(Data provided Opens)

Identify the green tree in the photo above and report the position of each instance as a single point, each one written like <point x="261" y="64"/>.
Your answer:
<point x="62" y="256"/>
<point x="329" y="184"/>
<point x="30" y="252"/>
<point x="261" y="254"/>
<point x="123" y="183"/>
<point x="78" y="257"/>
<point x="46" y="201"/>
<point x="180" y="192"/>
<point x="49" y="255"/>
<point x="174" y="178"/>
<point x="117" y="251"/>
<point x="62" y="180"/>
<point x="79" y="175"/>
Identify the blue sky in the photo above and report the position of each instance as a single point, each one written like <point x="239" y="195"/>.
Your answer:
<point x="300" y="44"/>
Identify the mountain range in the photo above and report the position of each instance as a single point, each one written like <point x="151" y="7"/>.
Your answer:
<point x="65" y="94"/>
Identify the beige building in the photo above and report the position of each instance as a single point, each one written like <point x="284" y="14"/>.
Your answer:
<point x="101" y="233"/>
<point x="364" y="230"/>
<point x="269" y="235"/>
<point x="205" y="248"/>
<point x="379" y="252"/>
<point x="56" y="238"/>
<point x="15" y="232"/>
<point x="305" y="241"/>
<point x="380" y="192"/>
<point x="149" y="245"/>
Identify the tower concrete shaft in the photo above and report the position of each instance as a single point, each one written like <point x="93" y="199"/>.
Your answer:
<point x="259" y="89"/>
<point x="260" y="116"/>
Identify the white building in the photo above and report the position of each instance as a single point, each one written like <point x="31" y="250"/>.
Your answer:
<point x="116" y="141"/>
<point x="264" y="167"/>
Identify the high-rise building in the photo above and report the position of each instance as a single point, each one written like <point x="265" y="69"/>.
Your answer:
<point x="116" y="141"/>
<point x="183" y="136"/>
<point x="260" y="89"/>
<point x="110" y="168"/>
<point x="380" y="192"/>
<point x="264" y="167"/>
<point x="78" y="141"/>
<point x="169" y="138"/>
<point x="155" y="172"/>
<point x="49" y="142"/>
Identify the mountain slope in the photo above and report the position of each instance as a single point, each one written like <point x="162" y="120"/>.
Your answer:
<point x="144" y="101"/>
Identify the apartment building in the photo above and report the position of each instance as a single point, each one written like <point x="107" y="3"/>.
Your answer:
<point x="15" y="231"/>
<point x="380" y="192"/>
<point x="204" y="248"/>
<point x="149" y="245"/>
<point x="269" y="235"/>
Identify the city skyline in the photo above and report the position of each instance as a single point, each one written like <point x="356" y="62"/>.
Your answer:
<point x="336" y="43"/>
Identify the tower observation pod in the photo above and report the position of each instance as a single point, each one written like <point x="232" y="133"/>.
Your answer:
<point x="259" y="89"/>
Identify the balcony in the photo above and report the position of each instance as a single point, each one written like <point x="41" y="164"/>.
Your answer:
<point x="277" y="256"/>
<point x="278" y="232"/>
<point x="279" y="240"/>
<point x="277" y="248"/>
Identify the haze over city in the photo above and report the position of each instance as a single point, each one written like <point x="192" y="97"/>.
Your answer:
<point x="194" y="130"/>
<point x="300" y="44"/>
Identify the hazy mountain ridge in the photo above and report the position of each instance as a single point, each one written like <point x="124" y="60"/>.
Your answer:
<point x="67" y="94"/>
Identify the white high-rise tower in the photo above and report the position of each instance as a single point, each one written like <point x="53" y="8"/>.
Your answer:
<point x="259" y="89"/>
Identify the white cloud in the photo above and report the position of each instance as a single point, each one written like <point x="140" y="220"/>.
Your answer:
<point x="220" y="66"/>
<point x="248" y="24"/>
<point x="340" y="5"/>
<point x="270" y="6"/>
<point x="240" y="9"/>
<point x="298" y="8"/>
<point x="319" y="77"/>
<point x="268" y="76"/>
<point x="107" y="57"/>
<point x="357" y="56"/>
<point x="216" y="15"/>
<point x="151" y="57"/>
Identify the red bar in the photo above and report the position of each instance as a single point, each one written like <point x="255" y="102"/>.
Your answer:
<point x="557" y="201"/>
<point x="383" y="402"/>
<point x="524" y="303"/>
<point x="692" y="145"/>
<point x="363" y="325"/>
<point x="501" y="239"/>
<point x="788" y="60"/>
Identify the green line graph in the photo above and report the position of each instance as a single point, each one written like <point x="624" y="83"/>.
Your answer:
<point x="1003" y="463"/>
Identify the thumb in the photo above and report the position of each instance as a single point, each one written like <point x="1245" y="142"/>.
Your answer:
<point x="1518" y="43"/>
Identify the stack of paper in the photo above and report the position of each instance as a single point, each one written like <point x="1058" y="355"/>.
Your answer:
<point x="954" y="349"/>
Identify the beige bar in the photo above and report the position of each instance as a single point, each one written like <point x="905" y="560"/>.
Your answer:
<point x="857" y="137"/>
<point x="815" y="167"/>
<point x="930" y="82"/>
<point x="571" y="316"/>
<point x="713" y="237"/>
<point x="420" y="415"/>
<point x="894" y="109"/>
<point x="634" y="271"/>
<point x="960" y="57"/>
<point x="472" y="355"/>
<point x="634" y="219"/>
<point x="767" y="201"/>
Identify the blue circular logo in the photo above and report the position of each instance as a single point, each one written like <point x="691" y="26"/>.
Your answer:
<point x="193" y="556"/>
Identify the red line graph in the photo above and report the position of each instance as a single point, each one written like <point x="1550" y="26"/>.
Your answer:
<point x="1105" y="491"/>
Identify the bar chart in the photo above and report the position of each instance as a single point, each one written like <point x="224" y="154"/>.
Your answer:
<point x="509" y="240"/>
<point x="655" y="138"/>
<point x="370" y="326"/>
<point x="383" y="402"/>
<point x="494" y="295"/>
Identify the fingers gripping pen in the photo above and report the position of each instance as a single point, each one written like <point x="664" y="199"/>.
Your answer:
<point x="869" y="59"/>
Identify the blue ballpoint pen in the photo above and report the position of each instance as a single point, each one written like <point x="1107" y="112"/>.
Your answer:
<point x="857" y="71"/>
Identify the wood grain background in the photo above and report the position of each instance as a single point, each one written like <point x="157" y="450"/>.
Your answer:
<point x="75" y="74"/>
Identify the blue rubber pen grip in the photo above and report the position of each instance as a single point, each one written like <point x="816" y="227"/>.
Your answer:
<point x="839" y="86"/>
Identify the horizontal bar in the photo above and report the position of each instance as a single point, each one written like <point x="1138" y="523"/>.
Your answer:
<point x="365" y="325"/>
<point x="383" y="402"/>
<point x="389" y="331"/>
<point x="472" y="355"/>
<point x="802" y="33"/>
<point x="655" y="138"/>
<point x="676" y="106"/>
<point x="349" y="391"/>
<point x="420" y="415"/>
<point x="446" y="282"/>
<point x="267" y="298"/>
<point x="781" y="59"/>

(Data provided Closes)

Using the data above, extract exactly the lines from the one that holds "Identify the apartment" to the one that holds "Identify the white cloud", both ends included, and no others.

Identify the apartment building in the photo above and report the position of each instance as a single point, each one written like <point x="107" y="3"/>.
Your answer:
<point x="15" y="231"/>
<point x="380" y="192"/>
<point x="204" y="248"/>
<point x="149" y="245"/>
<point x="269" y="235"/>
Identify the city skyline in the photo above and report the position of each instance as a single point, each one written like <point x="356" y="62"/>.
Your answer:
<point x="336" y="43"/>
Identify the tower observation pod in the photo above and report the position of each instance as a single point, each one written like <point x="232" y="133"/>.
Your answer:
<point x="259" y="89"/>
Identify the balcony in the photo above and report the position of each instance as a single point, each one written like <point x="41" y="164"/>.
Your answer:
<point x="277" y="256"/>
<point x="278" y="232"/>
<point x="279" y="240"/>
<point x="277" y="248"/>
Identify the haze over city in the photo above and report the position of each instance as a single point, each one written like <point x="192" y="97"/>.
Your answer:
<point x="194" y="130"/>
<point x="300" y="44"/>
Identify the hazy mountain ridge in the photo above and report the position of each instance as a single point, each one written like <point x="124" y="60"/>.
Your answer:
<point x="67" y="94"/>
Identify the white high-rise tower in the photo above and report the position of each instance as a single point, each one written like <point x="53" y="8"/>.
Your answer:
<point x="259" y="89"/>
Identify the white cloud in the photo above and report the position of each instance as a single point, each one written like <point x="140" y="220"/>.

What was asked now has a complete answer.